* [The task] Copy the data again, starting at the line that contains "Could you please point out the ceiling" and ending at the end of the data, with every request kept in place. Shift each coordinate value in the answers up by 42, changing both numbers in every pair.

(Data drawn from a collection)
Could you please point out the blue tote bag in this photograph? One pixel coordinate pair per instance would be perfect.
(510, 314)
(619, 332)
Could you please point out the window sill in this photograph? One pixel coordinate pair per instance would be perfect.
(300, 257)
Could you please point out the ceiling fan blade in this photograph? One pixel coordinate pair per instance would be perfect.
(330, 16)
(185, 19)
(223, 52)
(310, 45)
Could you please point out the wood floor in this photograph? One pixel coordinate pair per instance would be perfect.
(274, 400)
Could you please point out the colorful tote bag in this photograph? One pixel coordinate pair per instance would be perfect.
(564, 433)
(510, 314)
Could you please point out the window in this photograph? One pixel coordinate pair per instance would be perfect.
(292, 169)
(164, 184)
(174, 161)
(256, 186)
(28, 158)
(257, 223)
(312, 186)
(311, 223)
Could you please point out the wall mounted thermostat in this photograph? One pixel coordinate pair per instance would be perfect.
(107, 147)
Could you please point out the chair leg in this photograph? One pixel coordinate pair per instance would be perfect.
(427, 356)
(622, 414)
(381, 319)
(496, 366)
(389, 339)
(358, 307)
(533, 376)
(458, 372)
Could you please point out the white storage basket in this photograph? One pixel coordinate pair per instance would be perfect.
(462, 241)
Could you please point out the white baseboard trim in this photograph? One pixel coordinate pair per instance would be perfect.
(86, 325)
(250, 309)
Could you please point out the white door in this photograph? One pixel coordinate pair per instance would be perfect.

* [Solution to this problem]
Could you please point out the ceiling fan blade in this photograph? One pixel coordinate pair per instance would be perfect.
(372, 58)
(227, 61)
(265, 94)
(352, 87)
Could you please point out the wood floor in this photograph? One pixel coordinate pair per instance would be perfect.
(316, 442)
Could you please point out the colorful tote bag in this photograph? One pixel coordinate pair per instance would be perfect.
(606, 475)
(552, 356)
Could you please point out the window in this photograph? One pixel coordinate pair per instance would be perfect.
(334, 211)
(206, 226)
(216, 203)
(298, 228)
(70, 200)
(299, 265)
(354, 228)
(353, 265)
Could you please point out the wall mounted thermostat in this photograph? One pixel coordinate pair per instance would be perfect.
(149, 189)
Could you please point out the chair leg in this photograph? One pixel coordinate pair per instance would be perfect.
(469, 398)
(664, 456)
(423, 361)
(538, 408)
(431, 381)
(400, 349)
(575, 418)
(500, 414)
Could you please point out the white storage basket in this photograph? One pixel coordinate pair per instance would be perfect.
(504, 283)
Could you please point out the white baseboard trim in this photograph? One pixel coordinate pair per instance would be perfect.
(128, 367)
(292, 351)
Could you please point out the white door in this photograph? One pixel coordinate pair per instance would be perfect.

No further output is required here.